RECORDS FOR THIS TASK ::
########################################
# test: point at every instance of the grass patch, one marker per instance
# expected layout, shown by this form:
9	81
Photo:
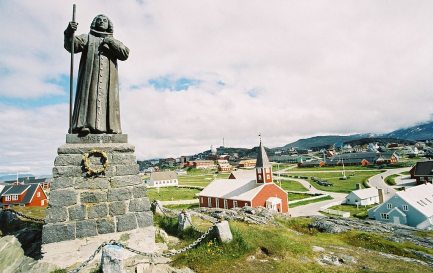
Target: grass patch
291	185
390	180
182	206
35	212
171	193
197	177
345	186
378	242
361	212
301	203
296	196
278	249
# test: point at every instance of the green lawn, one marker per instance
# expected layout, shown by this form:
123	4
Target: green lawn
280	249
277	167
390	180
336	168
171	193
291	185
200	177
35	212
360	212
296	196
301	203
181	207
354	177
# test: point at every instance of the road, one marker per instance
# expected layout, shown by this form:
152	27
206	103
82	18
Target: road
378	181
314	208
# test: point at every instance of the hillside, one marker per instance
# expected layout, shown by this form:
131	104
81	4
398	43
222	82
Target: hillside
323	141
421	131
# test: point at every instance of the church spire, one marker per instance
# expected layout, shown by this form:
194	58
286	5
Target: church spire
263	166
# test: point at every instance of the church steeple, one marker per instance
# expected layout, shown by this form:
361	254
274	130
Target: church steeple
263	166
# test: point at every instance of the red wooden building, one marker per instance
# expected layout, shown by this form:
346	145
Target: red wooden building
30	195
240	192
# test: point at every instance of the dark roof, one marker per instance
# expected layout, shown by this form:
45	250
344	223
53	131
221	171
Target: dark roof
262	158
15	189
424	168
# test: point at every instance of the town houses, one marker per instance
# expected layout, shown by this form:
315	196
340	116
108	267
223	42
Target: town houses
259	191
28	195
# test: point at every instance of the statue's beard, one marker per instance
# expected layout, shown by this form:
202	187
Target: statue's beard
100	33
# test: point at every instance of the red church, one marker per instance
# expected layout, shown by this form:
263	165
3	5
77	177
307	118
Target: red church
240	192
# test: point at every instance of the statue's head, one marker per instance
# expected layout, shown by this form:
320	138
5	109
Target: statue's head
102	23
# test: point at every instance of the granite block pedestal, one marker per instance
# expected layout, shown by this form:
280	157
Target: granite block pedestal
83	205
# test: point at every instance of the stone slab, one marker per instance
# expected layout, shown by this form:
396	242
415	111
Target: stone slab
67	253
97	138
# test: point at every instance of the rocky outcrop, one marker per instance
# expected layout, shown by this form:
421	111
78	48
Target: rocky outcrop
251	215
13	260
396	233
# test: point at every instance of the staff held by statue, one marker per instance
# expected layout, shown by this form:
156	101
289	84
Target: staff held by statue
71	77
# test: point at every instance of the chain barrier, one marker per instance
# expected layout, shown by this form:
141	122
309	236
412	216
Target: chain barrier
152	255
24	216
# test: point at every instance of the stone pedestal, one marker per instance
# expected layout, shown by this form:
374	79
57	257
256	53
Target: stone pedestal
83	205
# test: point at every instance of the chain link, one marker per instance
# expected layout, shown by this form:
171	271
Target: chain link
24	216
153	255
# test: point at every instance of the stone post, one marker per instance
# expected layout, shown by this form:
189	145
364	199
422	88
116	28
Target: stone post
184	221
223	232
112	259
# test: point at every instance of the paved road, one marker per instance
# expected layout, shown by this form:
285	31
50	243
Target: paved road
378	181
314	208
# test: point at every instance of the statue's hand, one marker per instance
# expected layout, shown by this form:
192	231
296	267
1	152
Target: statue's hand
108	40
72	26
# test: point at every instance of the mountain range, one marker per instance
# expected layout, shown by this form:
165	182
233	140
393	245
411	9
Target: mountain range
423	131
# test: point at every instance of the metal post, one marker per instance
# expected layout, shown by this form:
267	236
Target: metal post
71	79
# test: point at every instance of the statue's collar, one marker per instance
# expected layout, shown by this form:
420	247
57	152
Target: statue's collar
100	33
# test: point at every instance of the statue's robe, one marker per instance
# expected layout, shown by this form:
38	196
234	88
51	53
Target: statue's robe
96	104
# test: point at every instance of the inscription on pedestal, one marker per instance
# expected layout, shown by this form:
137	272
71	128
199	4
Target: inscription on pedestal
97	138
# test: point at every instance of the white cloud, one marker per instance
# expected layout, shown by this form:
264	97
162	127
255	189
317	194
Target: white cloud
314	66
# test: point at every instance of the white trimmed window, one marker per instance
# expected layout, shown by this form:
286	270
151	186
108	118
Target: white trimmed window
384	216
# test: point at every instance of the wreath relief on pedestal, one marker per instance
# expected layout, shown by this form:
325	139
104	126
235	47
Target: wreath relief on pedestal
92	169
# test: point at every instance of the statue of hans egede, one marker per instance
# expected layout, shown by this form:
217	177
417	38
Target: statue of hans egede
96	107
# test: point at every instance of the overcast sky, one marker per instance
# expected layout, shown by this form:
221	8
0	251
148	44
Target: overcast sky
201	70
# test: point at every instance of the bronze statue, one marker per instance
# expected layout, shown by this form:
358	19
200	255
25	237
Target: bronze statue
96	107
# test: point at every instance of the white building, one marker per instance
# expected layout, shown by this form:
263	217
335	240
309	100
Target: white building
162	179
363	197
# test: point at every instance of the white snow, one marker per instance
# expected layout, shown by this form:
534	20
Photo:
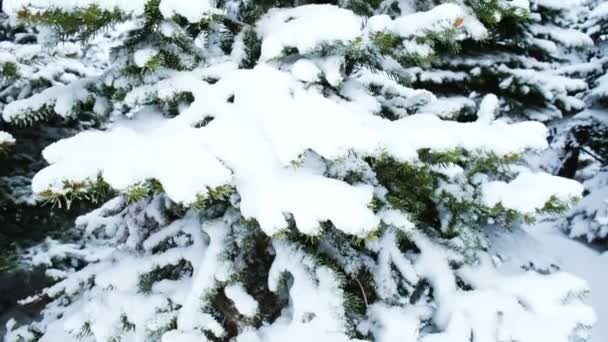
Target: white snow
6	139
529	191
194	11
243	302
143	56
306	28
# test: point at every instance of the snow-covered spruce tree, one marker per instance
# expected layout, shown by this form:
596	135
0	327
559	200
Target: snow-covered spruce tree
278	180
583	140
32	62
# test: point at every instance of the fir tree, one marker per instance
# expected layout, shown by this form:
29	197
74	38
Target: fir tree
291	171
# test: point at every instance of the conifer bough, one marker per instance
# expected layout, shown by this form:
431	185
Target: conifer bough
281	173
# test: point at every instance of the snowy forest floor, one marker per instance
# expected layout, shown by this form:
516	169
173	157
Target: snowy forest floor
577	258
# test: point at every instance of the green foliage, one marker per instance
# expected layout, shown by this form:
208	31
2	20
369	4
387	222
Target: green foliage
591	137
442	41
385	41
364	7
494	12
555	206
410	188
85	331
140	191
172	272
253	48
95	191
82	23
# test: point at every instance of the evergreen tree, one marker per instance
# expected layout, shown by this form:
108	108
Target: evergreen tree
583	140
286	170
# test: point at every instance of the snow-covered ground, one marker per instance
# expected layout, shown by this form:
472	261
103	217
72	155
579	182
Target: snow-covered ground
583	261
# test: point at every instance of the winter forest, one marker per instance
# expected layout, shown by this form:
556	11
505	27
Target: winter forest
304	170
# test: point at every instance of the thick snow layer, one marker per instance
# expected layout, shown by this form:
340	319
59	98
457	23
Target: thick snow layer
########################################
Transcribe all the records above word for word, without their images.

RESPONSE ::
# test: point at every instance of the grass patch, one marker per instance
# expected layout, shown by this form:
9	81
Photo:
Target: grass patch
291	185
390	180
182	206
35	212
171	193
197	177
345	186
378	242
361	212
301	203
296	196
278	249
# test: point at every instance of the green lawn, one marker per instance
# expected layout, shown by this form:
123	4
Target: green lawn
280	249
277	167
390	180
336	168
171	193
291	185
200	177
35	212
360	212
296	196
301	203
181	207
354	177
# test: point at every instance of the road, one marker per instance
# expected layout, shown by this form:
152	27
206	103
82	18
Target: road
378	181
314	208
# test: point at every instance of the hillside, one marker per instance
# expected layout, shown by this form:
131	104
81	4
398	43
222	82
Target: hillside
323	141
421	131
# test: point at every instance of the church spire, one marker per instance
# expected layout, shown by this form:
194	58
286	5
Target: church spire
263	166
# test: point at every instance of the church steeple, one marker per instance
# expected layout, shown by this form:
361	254
274	130
Target: church steeple
263	166
# test: point at every instance of the red wooden building, one marker per instance
# expected layout, shown by this form:
346	145
Target: red wooden building
30	195
240	192
# test: point at every instance of the dark roof, one marker per instance
# expected layout, shown by this form:
45	250
344	223
53	131
221	171
Target: dark roof
262	158
15	189
424	168
# test: point at every instance of the town houses, one marker per instance
# expected layout, shown by this form:
315	196
340	116
108	267
223	42
Target: town houses
259	191
28	195
# test: point at every instance of the statue's beard, one marker per instance
# expected layout, shown by this form:
202	187
Target: statue's beard
100	33
# test: point at every instance of the red church, one marker per instance
# expected layout, shown by this form:
263	165
3	5
77	177
307	118
Target: red church
240	192
# test: point at every instance of the statue's head, one marker per instance
# expected layout, shown by this form:
320	138
5	109
Target: statue's head
102	23
# test: point at every instance of the granite block pedestal, one marker per instance
# expected layout, shown by this form:
280	157
Target: granite block pedestal
83	205
# test: point at every instance of the stone slab, one marker per instance
# expected layout, shown by this form:
396	242
415	111
Target: stone slab
67	253
97	138
# test: point at every instance of the rocky outcrop, one marker per instance
# expected layout, shown by this form:
421	111
78	48
Target: rocky outcrop
251	215
13	260
396	233
# test: point at every instance of the staff held by statue, one marker per instance
# expected layout, shown by this form:
156	101
289	84
Target: staff held by statue
71	77
# test: point at every instance of the chain barrier, one marker per instance
# expected layout, shown by this form:
141	122
309	236
412	216
Target: chain barrier
152	255
24	216
# test: point at every instance of the stone pedestal, one marker per instance
# expected layout, shown by this form:
374	79
57	257
256	53
Target: stone pedestal
83	205
# test: point at every instance of the chain link, one marker per instance
# expected layout, shown by this form:
171	271
Target: chain link
24	216
153	255
# test: point at every instance of the stone post, one marker per instance
# expected layout, shown by this form:
189	145
364	199
422	88
116	28
Target: stone post
184	221
223	232
112	259
# test: point at every instance of the paved road, one marker per instance
# expected layout, shown by this form:
285	31
50	243
Target: paved road
378	181
314	208
# test: point at every instance of the statue's hand, one marker per instance
# expected layout, shown by this form:
192	231
296	267
1	152
Target: statue's hand
108	40
72	26
# test: point at every instance of the mountain range, one marker per instance
# expected layout, shown by this form:
165	182
233	140
393	245
411	9
Target: mountain range
423	131
# test: point at every instance of the metal post, one marker per instance
# expected layout, shown by this form:
267	236
Target: metal post
71	79
# test: point at every instance of the statue's collar, one marker per instance
# expected layout, shown by this form:
420	247
57	152
Target: statue's collar
100	33
# test: point at every instance of the statue's robe, one marker per instance
# expected layout, shown by this form:
38	196
234	88
51	53
Target: statue's robe
96	104
# test: point at every instance of the inscription on pedestal, one marker per instance
# expected layout, shown by this form:
137	272
71	128
199	4
Target: inscription on pedestal
97	138
# test: point at every instance of the white cloud, one marker per instance
# expected layout, shown by this form:
264	97
162	127
255	189
317	194
Target: white cloud
314	66
# test: point at every instance of the white trimmed window, one marker per instance
# expected layout, shown by this form:
286	270
151	186
108	118
Target: white trimmed window
384	216
# test: point at every instance of the wreath relief on pedestal, one marker per instance
# expected layout, shown by this form:
325	139
104	126
235	47
Target: wreath relief on pedestal
92	169
# test: point at every instance of the statue of hans egede, one marker per instance
# expected layout, shown by this form:
217	177
417	38
Target: statue of hans egede
96	107
# test: point at every instance of the overcast sky, one marker per instance
# expected layout, shown by this form:
221	8
0	251
148	44
Target: overcast sky
201	70
# test: point at every instance of the bronze statue, one marker per instance
# expected layout, shown by this form:
358	19
200	255
25	237
Target: bronze statue
96	107
# test: point at every instance of the white building, one marker per instance
# expected layout, shown by this form:
263	217
335	240
309	100
Target: white building
162	179
363	197
# test: point at every instance of the white snow, one marker per instance
# expected layout, shown by this form:
534	20
Photo:
Target: white snow
6	139
529	191
194	11
243	302
143	56
306	28
# test: point at every instance of the snow-covered spruce tree, one marker per instance
# expected layout, shown by this form:
596	135
0	327
559	200
Target: snow-covered spruce tree
278	180
583	140
32	62
# test: point at every instance of the fir tree, one marker per instance
# expected layout, shown by this form:
29	197
74	38
Target: fir tree
291	171
# test: point at every instance of the conifer bough, one marker per instance
# expected layout, shown by this form:
431	185
Target: conifer bough
281	173
# test: point at every instance of the snowy forest floor, one marker per instance
# expected layout, shown by this form:
516	169
173	157
Target: snowy forest floor
577	258
# test: point at every instance of the green foliage, one marker per instance
# expected layout, shown by this form:
208	31
2	20
369	4
387	222
Target: green foliage
591	137
442	41
385	41
364	7
494	12
555	206
410	188
85	331
140	191
172	272
253	48
95	191
82	23
# test: point at every instance of the evergreen tree, one marker per instance
# expected layout, shown by this form:
108	108
Target: evergreen tree
583	140
286	170
# test: point at every instance of the snow-covered ground, one marker per instance
# expected layout, shown by this form:
472	261
103	217
72	155
579	182
Target: snow-covered ground
583	261
# test: point at every instance of the winter forest, one marker per instance
# expected layout, shown by this form:
556	11
505	27
Target: winter forest
304	170
# test: point at every instance of the thick snow layer, one marker per instance
# expected layout, shown by this form:
340	319
59	98
457	23
Target: thick snow layer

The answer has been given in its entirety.